2021-12-11 06:39:58 | コラム
じんぐるべ「る」→「る」んぺん

ルンペンは、一般的にはNGとされている?ことばかな。

自分がガキのころはフツーに使われていたので、「言葉狩り」が話題になっていく90年代前半にNGとなった可能性が高い。

うん、ガキのころは「浮浪者」ではなくルンペン(あるいは乞食)といっていた、現代的に適切なのは「ホームレス」だが、ホームレスなんてガキのころ聞いたことなかったな~。

俗語っぽい英語でいえば、「bum」。

『パルプ・フィクション』(94)の魔法の弾丸で目覚めてしまったジュールスが「カンフー映画のように、真理に辿り着くまで放浪をつづけるかもしれない」と宣言すると、
ヴィンセントは「それを浮浪者というんだよ」と返す場面で「bum」を使っている。


ルンペンの語源は、ボロ服を意味するドイツ語の「Lumpen」だそうで。

乞食より悪いイメージないけどね、NGにしなくてもよいのではないかなぁ!!


ことばから想像するのは、不幸、不潔、不憫といったところか。
実際には分からないけれど頭に「不」がつくイメージであると。

『時計じかけのオレンジ』(71)のアレックスも、『その男、凶暴につき』(89)の少年も、彼らを襲った。

襲った理由はたぶん「目に入ったから」という単純なものだろうが、「弱者だから」という理由もあると思う。

『フィッシャー・キング』(91)のバリー(ロビン・ウィリアムズ)は、ある事件をきっかけとしてルンペン(敢えてこっちで表現しておこうね)になってしまうし、なんだか不幸の象徴のようだよね。


ルンペンを「そっちではない」キャラクターとして描いた映画も、あるにはある。

◇ ◇ ◇ ◇

• **課題の指示**
上の本文のうち、「ことばから想像するのは、不幸、不潔、不憫といったところか。」から「ルンペンを「そっちではない」キャラクターとして描いた映画も、あるにはある。」までを、両端の語句も含めて一字一句変えずに引用してください。

◇ ◇ ◇ ◇

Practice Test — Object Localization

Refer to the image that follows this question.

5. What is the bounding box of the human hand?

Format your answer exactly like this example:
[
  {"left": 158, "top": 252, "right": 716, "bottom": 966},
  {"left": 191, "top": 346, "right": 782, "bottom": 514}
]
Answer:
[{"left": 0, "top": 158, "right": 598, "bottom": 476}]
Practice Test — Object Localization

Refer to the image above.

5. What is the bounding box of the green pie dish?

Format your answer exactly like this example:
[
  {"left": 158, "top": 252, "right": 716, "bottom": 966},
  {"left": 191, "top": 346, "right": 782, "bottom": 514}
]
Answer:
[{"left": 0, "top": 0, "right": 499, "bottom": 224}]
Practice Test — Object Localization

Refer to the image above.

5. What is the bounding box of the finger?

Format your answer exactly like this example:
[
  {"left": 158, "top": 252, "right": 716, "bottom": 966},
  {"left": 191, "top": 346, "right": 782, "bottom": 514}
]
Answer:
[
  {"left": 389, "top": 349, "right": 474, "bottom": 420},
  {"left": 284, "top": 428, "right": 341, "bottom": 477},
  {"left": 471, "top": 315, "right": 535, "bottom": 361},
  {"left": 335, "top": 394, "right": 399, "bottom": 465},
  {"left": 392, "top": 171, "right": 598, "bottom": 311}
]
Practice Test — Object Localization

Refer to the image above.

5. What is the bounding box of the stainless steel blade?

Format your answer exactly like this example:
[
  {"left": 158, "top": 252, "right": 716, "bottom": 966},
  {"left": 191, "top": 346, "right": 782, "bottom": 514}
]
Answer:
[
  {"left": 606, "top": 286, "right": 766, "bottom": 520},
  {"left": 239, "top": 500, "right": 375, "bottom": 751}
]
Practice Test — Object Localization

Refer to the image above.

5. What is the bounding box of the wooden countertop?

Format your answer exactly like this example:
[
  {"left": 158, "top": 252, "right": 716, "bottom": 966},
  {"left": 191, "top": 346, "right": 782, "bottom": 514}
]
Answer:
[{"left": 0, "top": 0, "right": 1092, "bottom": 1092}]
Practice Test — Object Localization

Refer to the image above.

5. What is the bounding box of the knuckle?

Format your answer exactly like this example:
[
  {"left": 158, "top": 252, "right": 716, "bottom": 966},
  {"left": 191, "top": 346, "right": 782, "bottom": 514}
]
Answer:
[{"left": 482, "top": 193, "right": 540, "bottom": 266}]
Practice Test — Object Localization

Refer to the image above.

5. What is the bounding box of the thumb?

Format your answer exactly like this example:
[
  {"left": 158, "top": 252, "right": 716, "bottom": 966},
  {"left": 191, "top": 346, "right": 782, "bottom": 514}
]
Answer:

◇ ◇ ◇ ◇

• **この問題の解答**
ことばから想像するのは、不幸、不潔、不憫といったところか。
実際には分からないけれど頭に「不」がつくイメージであると。

『時計じかけのオレンジ』(71)のアレックスも、『その男、凶暴につき』(89)の少年も、彼らを襲った。

襲った理由はたぶん「目に入ったから」という単純なものだろうが、「弱者だから」という理由もあると思う。

『フィッシャー・キング』(91)のバリー(ロビン・ウィリアムズ)は、ある事件をきっかけとしてルンペン(敢えてこっちで表現しておこうね)になってしまうし、なんだか不幸の象徴のようだよね。


ルンペンを「そっちではない」キャラクターとして描いた映画も、あるにはある。